## Task requirements:
Which lines in the records below contain the string "white" with matching capitalization? Locate each one and copy it out whole.
─── Data ───
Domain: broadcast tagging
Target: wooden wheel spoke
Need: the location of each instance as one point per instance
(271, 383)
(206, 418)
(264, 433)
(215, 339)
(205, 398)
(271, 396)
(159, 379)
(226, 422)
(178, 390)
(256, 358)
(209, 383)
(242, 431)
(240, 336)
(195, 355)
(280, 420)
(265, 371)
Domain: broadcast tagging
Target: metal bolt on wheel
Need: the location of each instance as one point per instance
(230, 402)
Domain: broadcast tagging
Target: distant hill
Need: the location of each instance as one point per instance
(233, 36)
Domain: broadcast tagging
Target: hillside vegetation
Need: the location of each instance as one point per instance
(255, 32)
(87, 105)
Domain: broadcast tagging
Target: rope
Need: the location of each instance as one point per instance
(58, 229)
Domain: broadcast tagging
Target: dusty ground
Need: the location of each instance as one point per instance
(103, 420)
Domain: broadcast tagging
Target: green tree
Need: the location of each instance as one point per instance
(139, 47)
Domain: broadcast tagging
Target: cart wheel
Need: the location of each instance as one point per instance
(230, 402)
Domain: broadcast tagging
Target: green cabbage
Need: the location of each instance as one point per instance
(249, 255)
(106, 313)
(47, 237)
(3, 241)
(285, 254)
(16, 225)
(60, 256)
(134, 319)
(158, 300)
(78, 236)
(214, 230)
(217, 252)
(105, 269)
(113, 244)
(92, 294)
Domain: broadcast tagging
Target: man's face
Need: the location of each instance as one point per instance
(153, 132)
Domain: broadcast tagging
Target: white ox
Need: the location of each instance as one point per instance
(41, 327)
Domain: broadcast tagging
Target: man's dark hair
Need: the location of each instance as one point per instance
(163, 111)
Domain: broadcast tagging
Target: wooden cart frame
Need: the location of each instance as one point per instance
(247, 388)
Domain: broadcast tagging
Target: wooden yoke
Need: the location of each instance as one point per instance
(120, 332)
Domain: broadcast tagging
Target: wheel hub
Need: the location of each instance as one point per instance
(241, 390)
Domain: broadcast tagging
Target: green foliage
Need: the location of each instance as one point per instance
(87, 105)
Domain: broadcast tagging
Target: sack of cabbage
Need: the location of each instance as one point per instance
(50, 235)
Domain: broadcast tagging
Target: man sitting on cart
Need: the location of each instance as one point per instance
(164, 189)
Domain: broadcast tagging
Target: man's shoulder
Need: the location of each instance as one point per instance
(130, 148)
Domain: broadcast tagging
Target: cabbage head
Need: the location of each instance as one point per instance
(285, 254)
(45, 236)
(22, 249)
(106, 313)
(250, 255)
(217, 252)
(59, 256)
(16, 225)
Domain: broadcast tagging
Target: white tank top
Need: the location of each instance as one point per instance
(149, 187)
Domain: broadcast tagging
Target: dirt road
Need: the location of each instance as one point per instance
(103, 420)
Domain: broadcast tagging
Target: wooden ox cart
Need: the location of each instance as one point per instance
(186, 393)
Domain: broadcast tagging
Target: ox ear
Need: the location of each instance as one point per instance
───
## Reply to the exercise:
Target: white ox
Target: white tank top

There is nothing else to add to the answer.